» **WHAT THE TASK ASKS**
From the records that follow, copy every line that contains the word "below".

+ + + + + + +

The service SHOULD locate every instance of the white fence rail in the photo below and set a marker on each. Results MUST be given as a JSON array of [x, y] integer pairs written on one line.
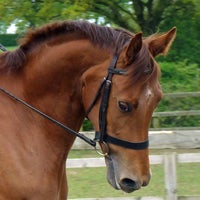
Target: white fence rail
[[169, 161]]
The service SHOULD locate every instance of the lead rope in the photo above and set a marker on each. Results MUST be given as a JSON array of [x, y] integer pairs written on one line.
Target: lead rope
[[69, 130]]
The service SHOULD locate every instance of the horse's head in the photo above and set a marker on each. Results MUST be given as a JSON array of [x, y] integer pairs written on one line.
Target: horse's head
[[126, 112]]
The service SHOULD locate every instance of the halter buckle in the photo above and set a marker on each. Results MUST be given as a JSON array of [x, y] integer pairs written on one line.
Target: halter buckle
[[104, 149]]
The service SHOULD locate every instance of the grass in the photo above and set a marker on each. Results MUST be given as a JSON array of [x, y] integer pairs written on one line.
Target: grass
[[91, 182]]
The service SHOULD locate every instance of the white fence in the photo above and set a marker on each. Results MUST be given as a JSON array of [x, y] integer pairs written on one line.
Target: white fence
[[169, 161]]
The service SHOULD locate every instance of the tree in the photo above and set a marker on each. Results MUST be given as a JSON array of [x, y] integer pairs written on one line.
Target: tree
[[134, 15]]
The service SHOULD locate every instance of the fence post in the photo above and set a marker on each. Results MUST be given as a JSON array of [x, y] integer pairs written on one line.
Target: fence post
[[170, 176]]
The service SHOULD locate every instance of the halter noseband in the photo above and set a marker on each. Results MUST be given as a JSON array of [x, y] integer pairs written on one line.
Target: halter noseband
[[105, 87], [100, 136]]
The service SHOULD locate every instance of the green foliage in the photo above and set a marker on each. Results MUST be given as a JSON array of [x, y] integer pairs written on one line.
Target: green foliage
[[9, 39], [179, 76]]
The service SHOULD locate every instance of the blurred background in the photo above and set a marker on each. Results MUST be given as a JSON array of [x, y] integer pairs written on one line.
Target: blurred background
[[179, 111]]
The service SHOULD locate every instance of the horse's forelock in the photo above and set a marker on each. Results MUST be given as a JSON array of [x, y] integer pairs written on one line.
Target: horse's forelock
[[13, 60]]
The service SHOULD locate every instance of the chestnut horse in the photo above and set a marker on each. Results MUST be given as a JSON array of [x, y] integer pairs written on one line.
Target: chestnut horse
[[64, 71]]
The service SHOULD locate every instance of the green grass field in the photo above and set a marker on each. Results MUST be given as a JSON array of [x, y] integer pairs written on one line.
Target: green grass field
[[91, 182]]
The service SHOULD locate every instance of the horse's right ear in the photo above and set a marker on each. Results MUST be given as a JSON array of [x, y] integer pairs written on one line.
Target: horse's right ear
[[133, 48]]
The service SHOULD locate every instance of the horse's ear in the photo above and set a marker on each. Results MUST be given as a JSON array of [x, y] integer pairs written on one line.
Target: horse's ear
[[133, 48], [160, 44]]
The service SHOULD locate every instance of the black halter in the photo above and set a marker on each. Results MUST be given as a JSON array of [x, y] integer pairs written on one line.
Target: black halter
[[100, 136], [105, 87]]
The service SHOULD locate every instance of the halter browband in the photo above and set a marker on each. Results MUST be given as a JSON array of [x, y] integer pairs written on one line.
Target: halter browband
[[101, 135]]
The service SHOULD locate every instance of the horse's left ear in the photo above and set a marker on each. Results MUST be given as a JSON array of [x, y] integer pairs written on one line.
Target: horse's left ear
[[160, 44], [133, 48]]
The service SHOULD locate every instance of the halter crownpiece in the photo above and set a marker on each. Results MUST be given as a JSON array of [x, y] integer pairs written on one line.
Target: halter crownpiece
[[101, 136]]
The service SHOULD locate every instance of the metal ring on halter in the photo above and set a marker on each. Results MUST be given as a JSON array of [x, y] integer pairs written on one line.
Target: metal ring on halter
[[103, 146]]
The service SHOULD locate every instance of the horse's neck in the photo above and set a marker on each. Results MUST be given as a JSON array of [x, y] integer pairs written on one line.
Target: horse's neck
[[52, 81]]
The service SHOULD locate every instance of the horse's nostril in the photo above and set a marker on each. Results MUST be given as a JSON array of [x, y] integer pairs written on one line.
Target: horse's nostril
[[129, 185]]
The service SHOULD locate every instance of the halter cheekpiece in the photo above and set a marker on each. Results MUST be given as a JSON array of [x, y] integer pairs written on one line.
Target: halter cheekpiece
[[101, 136]]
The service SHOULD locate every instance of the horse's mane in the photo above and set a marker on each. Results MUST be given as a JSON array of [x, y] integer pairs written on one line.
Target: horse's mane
[[104, 37]]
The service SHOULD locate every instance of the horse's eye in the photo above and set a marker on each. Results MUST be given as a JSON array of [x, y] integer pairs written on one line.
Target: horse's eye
[[124, 106]]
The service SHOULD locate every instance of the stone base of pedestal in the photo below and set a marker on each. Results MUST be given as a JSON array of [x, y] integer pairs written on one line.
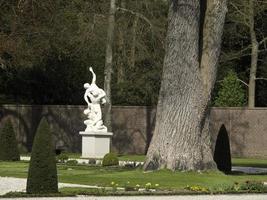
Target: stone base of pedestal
[[95, 144]]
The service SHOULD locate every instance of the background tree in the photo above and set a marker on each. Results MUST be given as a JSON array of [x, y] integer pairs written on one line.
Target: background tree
[[109, 62], [181, 137], [231, 92], [245, 23]]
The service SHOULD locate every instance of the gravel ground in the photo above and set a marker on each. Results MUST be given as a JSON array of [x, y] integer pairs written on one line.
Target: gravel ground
[[199, 197], [9, 184]]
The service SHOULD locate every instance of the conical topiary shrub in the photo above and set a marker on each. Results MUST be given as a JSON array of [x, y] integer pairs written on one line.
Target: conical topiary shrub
[[42, 175], [222, 153], [8, 144]]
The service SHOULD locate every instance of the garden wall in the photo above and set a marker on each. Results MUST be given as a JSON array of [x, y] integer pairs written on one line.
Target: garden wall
[[132, 127]]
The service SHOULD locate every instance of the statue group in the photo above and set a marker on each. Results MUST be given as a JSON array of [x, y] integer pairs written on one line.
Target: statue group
[[94, 97]]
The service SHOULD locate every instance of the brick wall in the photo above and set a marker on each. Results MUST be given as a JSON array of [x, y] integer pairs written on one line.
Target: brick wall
[[133, 125]]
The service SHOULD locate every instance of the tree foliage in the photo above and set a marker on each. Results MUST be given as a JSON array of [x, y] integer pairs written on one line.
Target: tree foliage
[[8, 144], [231, 92], [42, 174]]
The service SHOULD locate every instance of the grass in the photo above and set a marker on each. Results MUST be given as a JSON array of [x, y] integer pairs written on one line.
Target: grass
[[104, 176]]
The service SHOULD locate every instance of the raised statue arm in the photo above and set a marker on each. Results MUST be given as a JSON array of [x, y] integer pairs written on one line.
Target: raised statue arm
[[94, 76]]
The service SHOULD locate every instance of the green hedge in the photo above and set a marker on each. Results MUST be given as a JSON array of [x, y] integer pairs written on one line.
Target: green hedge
[[42, 175], [8, 144]]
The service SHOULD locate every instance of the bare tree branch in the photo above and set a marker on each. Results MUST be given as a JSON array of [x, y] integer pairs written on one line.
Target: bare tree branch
[[137, 14], [243, 82]]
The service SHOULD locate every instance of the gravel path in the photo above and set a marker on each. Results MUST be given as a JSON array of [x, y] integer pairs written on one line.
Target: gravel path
[[9, 184], [199, 197]]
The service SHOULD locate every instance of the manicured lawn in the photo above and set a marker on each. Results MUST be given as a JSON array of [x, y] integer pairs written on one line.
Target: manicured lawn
[[244, 162], [104, 176]]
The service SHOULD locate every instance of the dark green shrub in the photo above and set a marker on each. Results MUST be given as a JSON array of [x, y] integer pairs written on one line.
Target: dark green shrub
[[8, 144], [92, 161], [110, 159], [42, 175], [62, 158], [222, 153], [72, 162]]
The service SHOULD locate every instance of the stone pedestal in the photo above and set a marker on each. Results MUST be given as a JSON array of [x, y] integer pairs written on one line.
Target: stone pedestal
[[95, 144]]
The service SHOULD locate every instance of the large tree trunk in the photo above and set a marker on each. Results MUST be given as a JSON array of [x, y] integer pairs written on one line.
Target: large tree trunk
[[121, 49], [108, 63], [181, 140], [254, 57]]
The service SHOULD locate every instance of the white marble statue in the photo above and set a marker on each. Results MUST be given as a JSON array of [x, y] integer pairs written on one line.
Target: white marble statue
[[94, 97]]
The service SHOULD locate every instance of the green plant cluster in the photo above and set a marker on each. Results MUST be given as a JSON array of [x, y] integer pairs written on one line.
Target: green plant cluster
[[42, 174], [8, 144], [62, 158], [249, 186], [110, 159], [231, 92], [72, 162]]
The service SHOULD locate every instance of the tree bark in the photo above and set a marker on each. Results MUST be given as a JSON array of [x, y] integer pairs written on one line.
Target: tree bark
[[181, 140], [254, 57], [121, 49], [108, 63], [133, 47]]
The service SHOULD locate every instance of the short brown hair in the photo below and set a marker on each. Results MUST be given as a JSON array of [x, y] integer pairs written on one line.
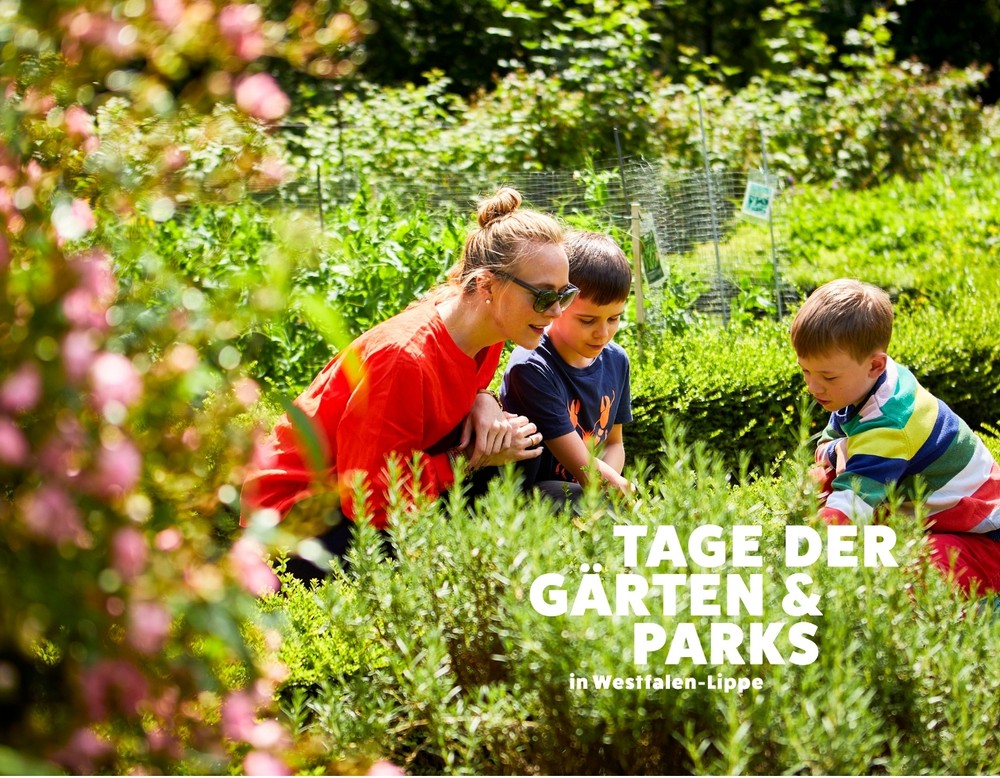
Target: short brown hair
[[845, 314], [598, 266]]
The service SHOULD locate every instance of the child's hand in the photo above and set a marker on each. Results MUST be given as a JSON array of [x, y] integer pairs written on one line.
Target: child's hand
[[822, 476]]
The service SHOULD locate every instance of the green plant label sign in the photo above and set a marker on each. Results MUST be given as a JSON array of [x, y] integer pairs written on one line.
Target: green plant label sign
[[757, 200]]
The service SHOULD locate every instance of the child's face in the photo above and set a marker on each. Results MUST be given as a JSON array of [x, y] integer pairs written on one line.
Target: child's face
[[584, 329], [836, 379]]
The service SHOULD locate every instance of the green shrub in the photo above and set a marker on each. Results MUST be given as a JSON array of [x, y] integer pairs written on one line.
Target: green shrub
[[472, 679], [738, 389]]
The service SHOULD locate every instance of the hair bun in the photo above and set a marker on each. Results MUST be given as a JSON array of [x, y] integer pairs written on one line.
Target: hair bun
[[503, 203]]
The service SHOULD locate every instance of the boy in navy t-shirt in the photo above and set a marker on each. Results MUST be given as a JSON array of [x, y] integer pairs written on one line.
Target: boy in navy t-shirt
[[575, 385]]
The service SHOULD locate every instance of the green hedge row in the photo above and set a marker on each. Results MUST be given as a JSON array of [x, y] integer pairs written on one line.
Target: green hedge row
[[739, 389], [441, 662]]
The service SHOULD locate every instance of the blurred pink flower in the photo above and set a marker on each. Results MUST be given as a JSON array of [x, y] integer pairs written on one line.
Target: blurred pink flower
[[63, 451], [114, 378], [238, 716], [112, 685], [50, 514], [260, 96], [22, 390], [263, 763], [74, 220], [384, 767], [240, 25], [119, 465], [253, 573], [82, 752], [79, 123], [96, 275], [86, 305], [148, 627], [269, 734], [129, 553], [14, 447], [78, 351]]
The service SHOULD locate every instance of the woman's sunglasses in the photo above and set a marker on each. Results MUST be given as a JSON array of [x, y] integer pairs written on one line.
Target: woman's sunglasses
[[544, 298]]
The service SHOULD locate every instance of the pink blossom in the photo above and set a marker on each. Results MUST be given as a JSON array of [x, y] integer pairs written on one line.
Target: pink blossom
[[119, 465], [22, 390], [74, 220], [82, 752], [78, 353], [238, 716], [149, 626], [112, 685], [260, 96], [384, 767], [62, 452], [263, 763], [253, 573], [114, 378], [50, 514], [240, 26], [79, 123], [96, 275], [129, 553], [86, 305], [269, 734], [14, 447]]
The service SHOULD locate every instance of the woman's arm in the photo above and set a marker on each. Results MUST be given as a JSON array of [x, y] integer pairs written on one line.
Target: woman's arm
[[573, 454]]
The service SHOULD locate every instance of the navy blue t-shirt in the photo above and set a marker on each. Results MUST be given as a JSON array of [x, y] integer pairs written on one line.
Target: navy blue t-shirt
[[561, 399]]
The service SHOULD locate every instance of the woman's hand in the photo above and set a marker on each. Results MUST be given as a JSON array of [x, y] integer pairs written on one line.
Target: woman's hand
[[525, 443], [511, 438], [486, 430]]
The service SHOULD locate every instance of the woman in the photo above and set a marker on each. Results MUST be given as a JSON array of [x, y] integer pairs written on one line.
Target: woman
[[413, 389]]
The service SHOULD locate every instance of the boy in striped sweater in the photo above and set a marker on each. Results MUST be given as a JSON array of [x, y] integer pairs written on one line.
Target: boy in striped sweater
[[885, 429]]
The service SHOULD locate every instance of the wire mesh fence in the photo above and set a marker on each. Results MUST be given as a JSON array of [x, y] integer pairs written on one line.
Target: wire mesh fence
[[717, 230]]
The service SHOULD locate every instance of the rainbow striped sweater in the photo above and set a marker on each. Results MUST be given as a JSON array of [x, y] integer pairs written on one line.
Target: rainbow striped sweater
[[902, 437]]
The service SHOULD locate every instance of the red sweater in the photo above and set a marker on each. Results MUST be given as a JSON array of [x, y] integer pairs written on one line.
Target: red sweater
[[402, 387]]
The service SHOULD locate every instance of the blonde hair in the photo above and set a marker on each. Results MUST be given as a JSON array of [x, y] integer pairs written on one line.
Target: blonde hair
[[504, 235], [845, 314]]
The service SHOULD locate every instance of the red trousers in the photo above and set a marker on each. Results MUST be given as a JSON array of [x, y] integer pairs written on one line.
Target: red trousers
[[968, 558]]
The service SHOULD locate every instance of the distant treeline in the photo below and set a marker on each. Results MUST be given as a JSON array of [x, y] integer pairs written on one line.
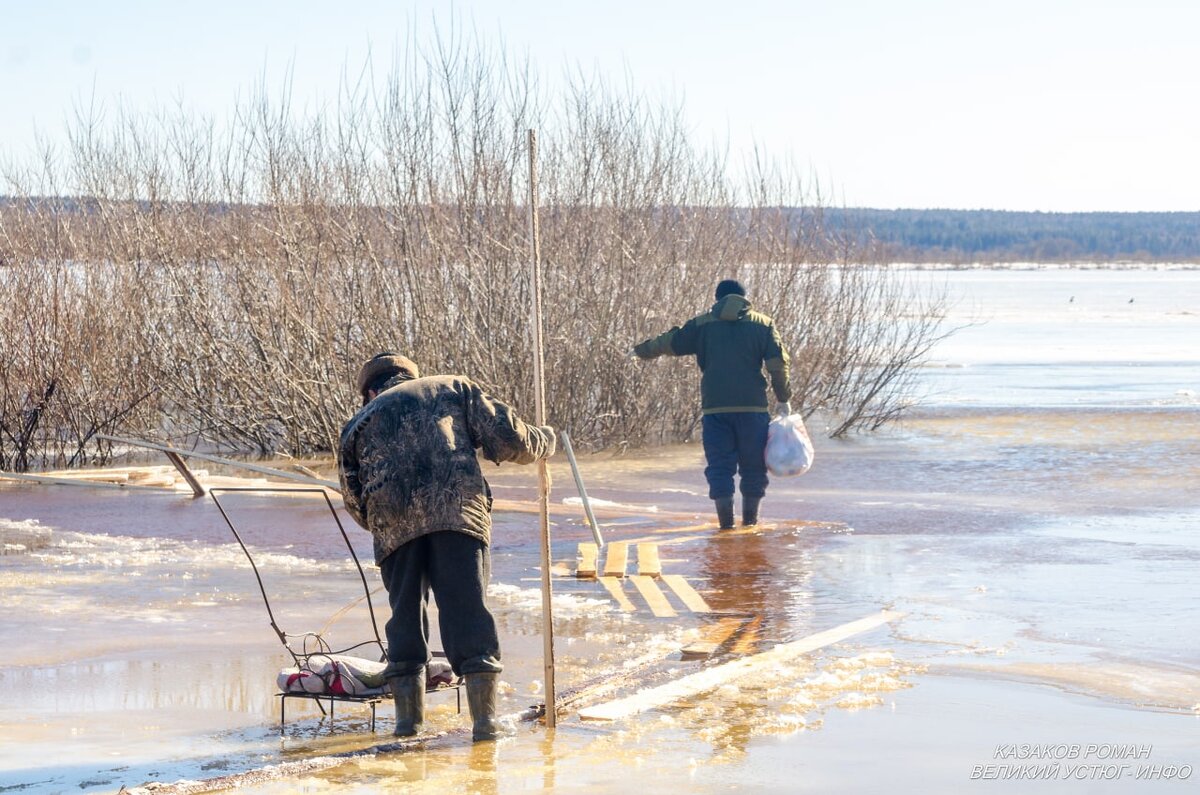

+ + + + + + +

» **YOUR SOLUTION**
The service SHOULD locate every instance of the white fence rail in the photo below and set a marker on each. Results MUST be given as a JSON array of [x, y] integer pairs written on one line.
The service SHOULD locate every instance of the stone base of pedestal in the photo below and set a marker on each. Results MUST be given as a JSON array of [x, y] integer pairs written on one line.
The service SHOULD locate every instance of the short brown hair in the photo below and set a marker on each. Results MUST be given as a JSON array of [x, y] integer pairs written on one line.
The service SHOULD locate every instance of the distant treeline in the photo below and set a marker on each. Results MUST be given as a JSON array of [x, y] integer pairs written on one line.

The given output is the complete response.